--- Start of Data excerpts ---

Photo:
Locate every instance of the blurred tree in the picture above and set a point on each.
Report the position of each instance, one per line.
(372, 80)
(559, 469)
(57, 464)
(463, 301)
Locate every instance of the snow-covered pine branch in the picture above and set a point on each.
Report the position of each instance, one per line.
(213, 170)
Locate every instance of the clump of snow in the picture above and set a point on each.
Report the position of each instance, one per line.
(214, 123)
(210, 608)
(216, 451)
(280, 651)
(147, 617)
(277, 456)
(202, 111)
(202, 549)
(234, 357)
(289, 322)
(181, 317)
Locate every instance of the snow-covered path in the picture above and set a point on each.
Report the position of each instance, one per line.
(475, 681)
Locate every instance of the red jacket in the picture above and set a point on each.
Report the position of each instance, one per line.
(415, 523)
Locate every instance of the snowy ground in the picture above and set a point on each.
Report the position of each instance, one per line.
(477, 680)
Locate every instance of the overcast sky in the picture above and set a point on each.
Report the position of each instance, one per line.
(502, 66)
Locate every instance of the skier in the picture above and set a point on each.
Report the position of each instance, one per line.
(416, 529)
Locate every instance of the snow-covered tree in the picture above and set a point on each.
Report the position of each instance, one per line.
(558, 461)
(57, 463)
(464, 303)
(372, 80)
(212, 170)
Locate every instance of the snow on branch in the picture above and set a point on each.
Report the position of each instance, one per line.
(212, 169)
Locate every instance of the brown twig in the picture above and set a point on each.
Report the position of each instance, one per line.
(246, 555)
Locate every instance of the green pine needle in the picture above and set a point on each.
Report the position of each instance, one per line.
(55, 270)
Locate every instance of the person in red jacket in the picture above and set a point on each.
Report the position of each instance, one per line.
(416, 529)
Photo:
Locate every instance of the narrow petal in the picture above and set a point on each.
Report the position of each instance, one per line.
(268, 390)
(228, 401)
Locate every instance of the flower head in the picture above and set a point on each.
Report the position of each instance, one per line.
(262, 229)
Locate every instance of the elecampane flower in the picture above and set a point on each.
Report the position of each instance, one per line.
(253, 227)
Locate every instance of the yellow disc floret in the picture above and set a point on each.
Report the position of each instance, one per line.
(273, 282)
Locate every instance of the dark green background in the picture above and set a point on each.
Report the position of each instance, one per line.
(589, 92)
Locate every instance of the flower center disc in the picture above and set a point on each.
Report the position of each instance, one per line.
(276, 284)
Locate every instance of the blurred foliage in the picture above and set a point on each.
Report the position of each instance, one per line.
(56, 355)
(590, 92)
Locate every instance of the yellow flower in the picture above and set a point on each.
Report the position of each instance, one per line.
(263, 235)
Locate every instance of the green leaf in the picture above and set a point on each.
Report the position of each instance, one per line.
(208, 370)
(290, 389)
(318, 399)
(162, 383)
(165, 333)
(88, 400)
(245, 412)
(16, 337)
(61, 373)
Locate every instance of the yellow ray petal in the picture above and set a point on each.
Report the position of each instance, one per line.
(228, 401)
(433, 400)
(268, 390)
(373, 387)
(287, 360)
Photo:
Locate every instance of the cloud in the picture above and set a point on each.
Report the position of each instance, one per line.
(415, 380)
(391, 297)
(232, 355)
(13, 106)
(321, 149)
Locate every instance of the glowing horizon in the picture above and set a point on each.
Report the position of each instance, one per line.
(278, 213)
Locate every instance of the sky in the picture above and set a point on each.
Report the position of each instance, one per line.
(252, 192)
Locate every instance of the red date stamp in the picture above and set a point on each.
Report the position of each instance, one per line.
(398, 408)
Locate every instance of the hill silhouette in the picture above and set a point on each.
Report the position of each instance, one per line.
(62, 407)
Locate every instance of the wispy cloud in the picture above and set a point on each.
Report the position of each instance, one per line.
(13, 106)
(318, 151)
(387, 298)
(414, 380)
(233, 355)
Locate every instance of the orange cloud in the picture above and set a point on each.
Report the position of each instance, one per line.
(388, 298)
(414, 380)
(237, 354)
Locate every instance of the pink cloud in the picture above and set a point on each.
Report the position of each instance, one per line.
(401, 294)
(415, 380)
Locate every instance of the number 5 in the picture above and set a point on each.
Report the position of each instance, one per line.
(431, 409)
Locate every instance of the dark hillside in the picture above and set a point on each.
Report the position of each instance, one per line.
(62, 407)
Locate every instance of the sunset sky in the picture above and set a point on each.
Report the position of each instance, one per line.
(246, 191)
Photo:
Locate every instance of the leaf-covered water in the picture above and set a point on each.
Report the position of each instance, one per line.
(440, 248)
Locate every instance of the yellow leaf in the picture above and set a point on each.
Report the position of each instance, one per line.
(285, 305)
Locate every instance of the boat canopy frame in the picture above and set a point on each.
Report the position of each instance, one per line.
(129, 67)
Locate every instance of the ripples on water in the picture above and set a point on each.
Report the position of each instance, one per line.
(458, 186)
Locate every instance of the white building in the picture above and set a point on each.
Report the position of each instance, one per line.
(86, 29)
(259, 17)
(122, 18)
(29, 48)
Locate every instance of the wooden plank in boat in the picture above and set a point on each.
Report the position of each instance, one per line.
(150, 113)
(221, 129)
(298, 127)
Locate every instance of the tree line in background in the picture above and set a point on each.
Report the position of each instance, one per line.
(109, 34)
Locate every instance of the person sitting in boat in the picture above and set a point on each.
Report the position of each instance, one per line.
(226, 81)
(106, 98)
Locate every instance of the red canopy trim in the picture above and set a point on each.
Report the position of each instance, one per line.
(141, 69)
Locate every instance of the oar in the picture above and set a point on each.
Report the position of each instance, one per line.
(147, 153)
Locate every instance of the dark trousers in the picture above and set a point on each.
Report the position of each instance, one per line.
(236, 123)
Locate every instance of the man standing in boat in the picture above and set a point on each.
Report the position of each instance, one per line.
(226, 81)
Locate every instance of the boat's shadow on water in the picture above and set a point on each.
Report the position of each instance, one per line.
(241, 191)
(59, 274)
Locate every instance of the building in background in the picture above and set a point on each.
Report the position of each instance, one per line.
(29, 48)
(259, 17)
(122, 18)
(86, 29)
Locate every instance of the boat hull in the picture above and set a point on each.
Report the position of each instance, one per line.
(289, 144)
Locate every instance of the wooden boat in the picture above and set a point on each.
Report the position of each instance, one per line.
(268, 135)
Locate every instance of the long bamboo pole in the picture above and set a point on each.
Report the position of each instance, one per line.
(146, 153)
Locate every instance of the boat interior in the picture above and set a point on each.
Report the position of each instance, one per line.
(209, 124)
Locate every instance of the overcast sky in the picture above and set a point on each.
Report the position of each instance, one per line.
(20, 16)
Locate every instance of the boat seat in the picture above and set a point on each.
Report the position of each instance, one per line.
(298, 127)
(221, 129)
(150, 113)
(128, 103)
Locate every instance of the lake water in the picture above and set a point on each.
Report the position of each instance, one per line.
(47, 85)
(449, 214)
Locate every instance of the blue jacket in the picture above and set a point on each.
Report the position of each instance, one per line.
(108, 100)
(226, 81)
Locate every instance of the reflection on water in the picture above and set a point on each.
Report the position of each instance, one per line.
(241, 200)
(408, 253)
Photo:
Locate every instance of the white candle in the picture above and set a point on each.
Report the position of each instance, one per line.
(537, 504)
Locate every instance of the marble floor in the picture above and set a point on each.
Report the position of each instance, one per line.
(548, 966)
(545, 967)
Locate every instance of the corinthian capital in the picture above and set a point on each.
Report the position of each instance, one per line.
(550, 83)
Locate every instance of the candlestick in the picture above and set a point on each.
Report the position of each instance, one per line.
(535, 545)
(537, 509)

--- End of Data excerpts ---

▶ [Direction] Set down each entry again, unchanged.

▶ [Written answer]
Photo:
Locate every instance of the blurred tree in the picture above and set a point on each.
Report the position of each instance, one per line.
(372, 80)
(559, 469)
(57, 464)
(463, 301)
Locate every instance of the snow-covered pine branch in the picture above and set a point on each.
Report the position of each instance, one per line.
(213, 170)
Locate every instance of the clump of snow in the picture above and set a point on each.
Report the position of each instance, one per line.
(214, 123)
(210, 608)
(216, 451)
(280, 651)
(147, 617)
(277, 456)
(202, 111)
(202, 549)
(234, 357)
(289, 322)
(181, 317)
Locate every instance of the snow-covered path in the picture above and set a point on each.
Report the position of each instance, one per line.
(475, 681)
Locate every instance of the red jacket in the picture above and set a point on each.
Report the position of each instance, one per line.
(415, 523)
Locate every instance of the snowy ground in the picture above and set a point on each.
Report the position of each instance, one per line.
(477, 680)
Locate every instance of the overcast sky in the picture above and set a point on each.
Report the position of each instance, one per line.
(502, 66)
Locate every instance of the skier in the picture above and set a point on each.
Report the position of each instance, one per line.
(416, 529)
Locate every instance of the snow-covered tree in the picture above and set a point on each.
Report the position of each instance, one per line.
(558, 461)
(57, 463)
(464, 303)
(372, 80)
(212, 170)
Locate every instance of the snow on branch in the picture above and set a point on each.
Report the position of each instance, one per line.
(212, 169)
Locate every instance of the brown twig in the picture above and set a point on each.
Report the position of each instance, one per line.
(246, 555)
Locate every instance of the green pine needle in the picture above and set a point on each.
Report the position of each instance, one per line.
(55, 270)
Locate every instance of the person in red jacket in the picture above and set a point on each.
Report the position of each instance, one per line.
(416, 529)
Photo:
Locate every instance of the narrow petal in the picture above and set a point on each.
Report the position of each instance, one per line.
(268, 390)
(228, 401)
Locate every instance of the flower head in the picture above and set a point on each.
Report the position of each instance, one per line.
(262, 229)
Locate every instance of the elecampane flower in the picture above and set a point on each.
Report the position of each instance, one per line.
(253, 227)
Locate every instance of the yellow disc floret in the picture above and set a point on each.
Report the position of each instance, one per line.
(273, 282)
Locate every instance of the dark green background in the picture above and set a point on each.
Report the position of each instance, one per line.
(589, 92)
Locate every instance of the flower center disc in the picture above and set a point on each.
Report the position of each instance, one per line.
(276, 284)
Locate every instance of the blurred foliage in the picture above and set a point on each.
Report the position of each instance, one per line.
(56, 355)
(590, 92)
Locate every instance of the yellow flower in the picture above and set a point on each.
Report the position of each instance, one per line.
(263, 235)
Locate every instance of the green leaf in the picture above and set a point on each.
Report the position of each instance, one per line.
(208, 370)
(290, 389)
(318, 399)
(162, 383)
(165, 333)
(88, 400)
(245, 412)
(16, 337)
(61, 373)
Locate every instance of the yellow ray petal in the picture above and set a point on each.
Report the position of each instance, one per line.
(228, 401)
(433, 400)
(268, 390)
(373, 387)
(287, 360)
Photo:
Locate every instance of the cloud in the picture above and set a point on each.
Report the position of each instance, one per line.
(415, 380)
(391, 297)
(232, 355)
(13, 106)
(321, 149)
Locate every instance of the glowing horizon in the picture above and set a point on each.
Report the position of each instance, one per line.
(278, 213)
Locate every instance of the sky in the picture above and set a point on each.
Report the position of each instance, one per line.
(252, 192)
Locate every instance of the red date stamp in the picture above and set a point on each.
Report the position of each instance, one per line.
(398, 408)
Locate every instance of the hill silhouette in the picture above and set a point on each.
Report the position of each instance, one per line.
(62, 407)
Locate every instance of the wispy cloud in the picture above and set a point on each.
Report the position of each instance, one per line.
(13, 106)
(318, 151)
(387, 298)
(414, 380)
(233, 355)
Locate every instance of the orange cloud in the picture above and set a point on each.
Report the position of each instance, one per line.
(388, 298)
(414, 380)
(237, 354)
Locate every instance of the pink cloud in the picture above and set a point on each.
Report the position of each instance, one per line.
(401, 294)
(415, 380)
Locate every instance of the number 5 in the picture above and set a point on each.
Report the position of each instance, one per line.
(431, 409)
Locate every instance of the dark hillside in the picture above and set a point on each.
Report the position of each instance, one per line.
(62, 407)
Locate every instance of the sunset sky in the picture above and set a point on each.
Report the position of each instance, one per line.
(246, 191)
Photo:
Locate every instance of the leaf-covered water in the picture above and set a point on each.
Report the position of each instance, one per line.
(440, 248)
Locate every instance of the yellow leaf in the picture above and set a point on each.
Report the position of each instance, one per line.
(285, 305)
Locate every instance of the boat canopy frame in the picture above and set a point on each.
Report the position of each instance, one per line.
(129, 67)
Locate every instance of the ripples on water in the picture above and set a point on each.
Report the position of each instance, one per line.
(458, 186)
Locate every instance of the white building in the picture above and set a point on each.
Report the position of each instance, one per line.
(86, 29)
(259, 17)
(122, 18)
(29, 48)
Locate every instance of the wooden plank in boat in the picture above and set a point on each.
Report the position of each instance, one per line.
(150, 113)
(221, 129)
(298, 127)
Locate every instance of the tree line in background in the picture above and set a point on each.
Report the position of each instance, one per line.
(109, 34)
Locate every instance of the person sitting in boat in the picture above and set a point on each.
Report the position of each instance, one per line.
(226, 81)
(106, 98)
Locate every instance of the red canopy trim in the picture above and set a point on each.
Report the position of each instance, one per line.
(141, 69)
Locate every instance of the oar in the picture above and set a point on each.
Report the position of each instance, one per line.
(147, 153)
Locate every instance of the dark trousers in the picture above and set a point on each.
Report the position of each instance, one per line.
(236, 123)
Locate every instance of the man standing in boat in the picture above and set a point on each.
Report the position of each instance, one per line.
(226, 81)
Locate every instance of the boat's shadow on water in the picture above and set a point on each.
Report the position of each instance, one per line.
(241, 191)
(59, 274)
Locate every instance of the building in background in the picture above and set a point on each.
Report the position of each instance, one per line.
(29, 48)
(259, 17)
(122, 18)
(86, 29)
Locate every instance of the boat hull in the picture above and set a point on each.
Report the position of each instance, one per line.
(289, 144)
Locate every instance of the wooden boat in the picture above and set a point on each.
Report the position of each instance, one per line.
(268, 135)
Locate every instance of the long bamboo pole in the picture above and set a point on each.
Report the position of each instance, one per line.
(146, 153)
Locate every instance of the boat interior in the picture above and set a point on each.
Report the position of each instance, one per line.
(209, 124)
Locate every instance of the overcast sky in the picture above and set a point on each.
Report the position of each instance, one per line.
(20, 16)
Locate every instance of the boat seat in the picture above and set a point on each.
Report the position of each instance, one per line.
(298, 127)
(221, 129)
(150, 113)
(128, 103)
Locate every instance of the lake water in the picture above and set a point on each.
Report the position of each instance, one per line.
(47, 85)
(449, 214)
Locate every instance of the blue jacket in the picture above and set a point on each.
Report the position of each instance, one per line.
(108, 100)
(226, 81)
Locate every instance of the reflection on water in the picture above and set a point on each.
Report the position of each instance, one per line.
(241, 200)
(408, 253)
Photo:
Locate every instance of the white candle in the picture above and set a point on each.
Report the position of each instance, one per line.
(537, 504)
Locate every instance of the marble floor in the picture above and set a point on each.
Report the position of each instance, one per line.
(548, 966)
(545, 967)
Locate every instance of the corinthian capital in the picture above and set a point on each.
Report the position of each instance, one per line.
(550, 83)
Locate every instance of the candlestick in the picture above and set a point on each.
Report the position of each instance, one per line.
(535, 545)
(537, 509)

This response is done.